PROBLEM DETAILS.
Between the line holding "Medical imaging task: outline the clump" and the end of the listing, inclusive, copy out every line, not only the answers, and multiply each box coordinate in the answers by 0.5, rounding to whole numbers with halves rounded up.

WORKING DATA.
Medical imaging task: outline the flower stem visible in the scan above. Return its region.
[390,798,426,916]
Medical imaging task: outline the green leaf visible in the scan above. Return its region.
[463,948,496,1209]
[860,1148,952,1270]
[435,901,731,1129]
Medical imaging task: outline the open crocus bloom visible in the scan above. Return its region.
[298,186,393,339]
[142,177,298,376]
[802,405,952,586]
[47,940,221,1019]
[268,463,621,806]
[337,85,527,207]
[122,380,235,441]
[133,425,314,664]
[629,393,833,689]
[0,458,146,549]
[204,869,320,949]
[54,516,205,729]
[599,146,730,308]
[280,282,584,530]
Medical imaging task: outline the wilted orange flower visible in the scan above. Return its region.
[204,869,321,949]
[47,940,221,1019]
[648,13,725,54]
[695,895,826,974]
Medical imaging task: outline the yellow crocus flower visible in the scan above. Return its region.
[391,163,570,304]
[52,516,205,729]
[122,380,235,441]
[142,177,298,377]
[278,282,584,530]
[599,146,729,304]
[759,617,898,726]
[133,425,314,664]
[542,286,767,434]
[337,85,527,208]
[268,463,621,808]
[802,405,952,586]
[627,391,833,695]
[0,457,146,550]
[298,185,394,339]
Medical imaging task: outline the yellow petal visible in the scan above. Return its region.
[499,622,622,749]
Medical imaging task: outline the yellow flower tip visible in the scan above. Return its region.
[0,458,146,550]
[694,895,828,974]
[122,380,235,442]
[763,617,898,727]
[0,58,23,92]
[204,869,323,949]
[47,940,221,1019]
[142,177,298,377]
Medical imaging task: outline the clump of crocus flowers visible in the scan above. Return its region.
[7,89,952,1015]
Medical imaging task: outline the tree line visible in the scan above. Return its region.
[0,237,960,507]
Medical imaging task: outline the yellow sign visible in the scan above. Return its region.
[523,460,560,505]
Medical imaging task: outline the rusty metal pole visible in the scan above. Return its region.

RESPONSE.
Medical imaging task: outline the clump of crocus flowers visible in the scan above. Return its region.
[4,45,476,508]
Medical imaging task: outline the tree line visible in the scan above. Return its region.
[0,119,480,254]
Medical imaging task: outline the yellow sign visible in the scan above. Return its region.
[262,230,280,253]
Medical imaging task: outline the rusty metal pole visible in the scan above. Return its region.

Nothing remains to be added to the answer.